DATA LINES:
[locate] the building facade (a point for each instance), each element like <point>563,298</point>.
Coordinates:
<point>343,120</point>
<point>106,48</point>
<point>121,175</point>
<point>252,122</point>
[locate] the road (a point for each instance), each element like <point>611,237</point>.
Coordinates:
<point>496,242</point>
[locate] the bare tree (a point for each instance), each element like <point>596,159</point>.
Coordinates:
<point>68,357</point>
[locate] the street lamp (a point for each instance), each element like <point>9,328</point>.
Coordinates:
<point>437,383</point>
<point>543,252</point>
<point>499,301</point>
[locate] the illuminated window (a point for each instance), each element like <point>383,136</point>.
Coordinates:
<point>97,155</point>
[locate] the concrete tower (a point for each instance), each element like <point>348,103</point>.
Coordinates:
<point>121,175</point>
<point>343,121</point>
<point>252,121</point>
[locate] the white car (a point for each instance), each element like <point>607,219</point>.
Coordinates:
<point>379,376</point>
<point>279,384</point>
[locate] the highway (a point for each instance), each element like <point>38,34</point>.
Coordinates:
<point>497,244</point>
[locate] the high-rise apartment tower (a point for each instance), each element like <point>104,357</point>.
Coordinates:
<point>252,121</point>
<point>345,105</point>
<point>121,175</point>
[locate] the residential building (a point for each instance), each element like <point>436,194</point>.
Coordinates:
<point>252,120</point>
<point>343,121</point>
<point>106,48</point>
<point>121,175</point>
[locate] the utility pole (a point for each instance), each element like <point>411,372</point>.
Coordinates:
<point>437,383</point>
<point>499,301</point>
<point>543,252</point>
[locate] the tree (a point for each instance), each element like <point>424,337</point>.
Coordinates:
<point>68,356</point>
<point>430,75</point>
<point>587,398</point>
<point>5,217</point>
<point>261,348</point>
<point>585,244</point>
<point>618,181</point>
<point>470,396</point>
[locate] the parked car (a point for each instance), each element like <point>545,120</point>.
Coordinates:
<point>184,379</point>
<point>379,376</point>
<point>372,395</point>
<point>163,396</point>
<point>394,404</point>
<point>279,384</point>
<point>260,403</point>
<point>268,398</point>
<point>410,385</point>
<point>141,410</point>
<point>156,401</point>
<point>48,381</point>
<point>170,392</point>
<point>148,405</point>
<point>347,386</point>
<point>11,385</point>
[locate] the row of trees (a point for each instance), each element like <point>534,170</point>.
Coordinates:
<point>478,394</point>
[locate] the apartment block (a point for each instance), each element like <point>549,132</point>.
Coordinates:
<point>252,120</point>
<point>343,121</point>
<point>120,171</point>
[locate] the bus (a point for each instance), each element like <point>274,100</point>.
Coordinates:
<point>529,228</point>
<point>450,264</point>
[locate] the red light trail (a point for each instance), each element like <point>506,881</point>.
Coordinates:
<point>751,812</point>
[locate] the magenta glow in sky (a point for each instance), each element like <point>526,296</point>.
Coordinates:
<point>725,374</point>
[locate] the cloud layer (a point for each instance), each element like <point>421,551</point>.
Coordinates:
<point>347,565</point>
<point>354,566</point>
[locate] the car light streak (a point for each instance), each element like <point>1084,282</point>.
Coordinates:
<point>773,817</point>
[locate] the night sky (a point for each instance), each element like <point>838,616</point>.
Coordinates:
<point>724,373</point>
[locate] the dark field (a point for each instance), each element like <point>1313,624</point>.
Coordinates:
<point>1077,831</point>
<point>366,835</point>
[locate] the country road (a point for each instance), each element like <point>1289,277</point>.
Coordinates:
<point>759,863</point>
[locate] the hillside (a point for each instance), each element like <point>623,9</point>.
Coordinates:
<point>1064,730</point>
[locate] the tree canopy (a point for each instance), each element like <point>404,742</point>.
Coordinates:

PROBLEM DETAILS: Can you rewrite the lines from the one with "[locate] the illuminated" to the one with "<point>97,155</point>", both included, with the requests kept as they are and every coordinate in the answers multiplied by 1.85 and rounded to a whole number, halves rounding up? Leave the sample points in the requests unchanged, and give only those lines.

THE RESPONSE:
[locate] the illuminated window (a point for each instance), each element like <point>383,136</point>.
Coordinates:
<point>179,287</point>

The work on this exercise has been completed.